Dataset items
● ● ● ● ● ● ●

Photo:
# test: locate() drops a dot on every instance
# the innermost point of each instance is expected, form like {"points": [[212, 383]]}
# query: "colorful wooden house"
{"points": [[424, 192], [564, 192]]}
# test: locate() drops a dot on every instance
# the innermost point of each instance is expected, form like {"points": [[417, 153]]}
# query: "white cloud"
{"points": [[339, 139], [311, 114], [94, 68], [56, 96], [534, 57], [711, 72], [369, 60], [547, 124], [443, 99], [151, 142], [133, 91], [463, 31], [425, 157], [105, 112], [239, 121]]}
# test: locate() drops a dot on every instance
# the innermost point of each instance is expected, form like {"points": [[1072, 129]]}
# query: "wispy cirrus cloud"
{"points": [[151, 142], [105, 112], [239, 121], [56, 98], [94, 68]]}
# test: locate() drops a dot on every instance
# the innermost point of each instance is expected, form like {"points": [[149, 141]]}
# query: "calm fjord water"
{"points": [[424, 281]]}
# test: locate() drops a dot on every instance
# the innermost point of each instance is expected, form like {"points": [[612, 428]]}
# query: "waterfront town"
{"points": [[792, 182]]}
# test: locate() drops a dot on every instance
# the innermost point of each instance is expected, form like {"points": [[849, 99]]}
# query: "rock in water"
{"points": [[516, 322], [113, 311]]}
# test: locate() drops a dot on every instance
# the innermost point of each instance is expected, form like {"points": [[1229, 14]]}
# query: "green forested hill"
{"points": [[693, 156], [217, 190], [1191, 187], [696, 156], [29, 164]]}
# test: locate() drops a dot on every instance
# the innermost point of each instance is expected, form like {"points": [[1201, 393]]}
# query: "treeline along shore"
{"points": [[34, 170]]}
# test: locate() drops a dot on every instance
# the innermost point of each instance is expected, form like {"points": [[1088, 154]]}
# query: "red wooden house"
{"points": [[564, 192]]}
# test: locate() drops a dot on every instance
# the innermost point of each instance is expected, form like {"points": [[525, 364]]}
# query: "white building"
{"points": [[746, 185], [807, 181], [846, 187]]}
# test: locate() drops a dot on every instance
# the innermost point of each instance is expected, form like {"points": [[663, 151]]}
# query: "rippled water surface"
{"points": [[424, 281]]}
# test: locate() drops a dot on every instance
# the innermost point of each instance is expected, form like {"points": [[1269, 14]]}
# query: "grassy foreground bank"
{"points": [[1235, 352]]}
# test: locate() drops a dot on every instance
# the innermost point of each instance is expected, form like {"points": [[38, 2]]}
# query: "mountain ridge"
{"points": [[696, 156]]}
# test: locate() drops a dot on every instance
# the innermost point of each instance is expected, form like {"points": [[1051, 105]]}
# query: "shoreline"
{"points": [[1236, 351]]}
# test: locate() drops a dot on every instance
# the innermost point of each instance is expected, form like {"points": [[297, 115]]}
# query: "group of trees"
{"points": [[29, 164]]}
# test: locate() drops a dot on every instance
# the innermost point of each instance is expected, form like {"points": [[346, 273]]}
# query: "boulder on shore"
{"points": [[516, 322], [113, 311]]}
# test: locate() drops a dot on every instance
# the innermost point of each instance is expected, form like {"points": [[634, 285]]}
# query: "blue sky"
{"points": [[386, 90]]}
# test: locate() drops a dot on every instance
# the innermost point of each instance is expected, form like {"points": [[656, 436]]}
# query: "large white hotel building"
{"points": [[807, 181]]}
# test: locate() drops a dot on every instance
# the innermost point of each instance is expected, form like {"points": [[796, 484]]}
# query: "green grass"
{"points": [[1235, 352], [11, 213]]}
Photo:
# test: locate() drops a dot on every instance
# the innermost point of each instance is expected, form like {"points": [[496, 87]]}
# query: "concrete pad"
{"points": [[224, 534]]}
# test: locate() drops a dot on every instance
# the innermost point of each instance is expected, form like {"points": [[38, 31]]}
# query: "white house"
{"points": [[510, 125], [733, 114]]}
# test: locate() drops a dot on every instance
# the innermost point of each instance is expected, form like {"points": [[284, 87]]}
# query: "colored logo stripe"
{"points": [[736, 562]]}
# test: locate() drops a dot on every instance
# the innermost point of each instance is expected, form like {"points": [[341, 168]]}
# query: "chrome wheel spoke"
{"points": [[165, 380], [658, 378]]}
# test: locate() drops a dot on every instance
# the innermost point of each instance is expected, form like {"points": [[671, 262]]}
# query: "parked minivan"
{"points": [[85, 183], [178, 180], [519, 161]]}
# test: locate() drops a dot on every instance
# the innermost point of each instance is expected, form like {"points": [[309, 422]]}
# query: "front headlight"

● ● ● ● ● ● ●

- [Task to complete] Find every line in the data above that contains the word "cloud", matching case exactly, and copy each of those lines.

- [Problem solution]
# query: "white cloud"
# query: "wispy cirrus cloud"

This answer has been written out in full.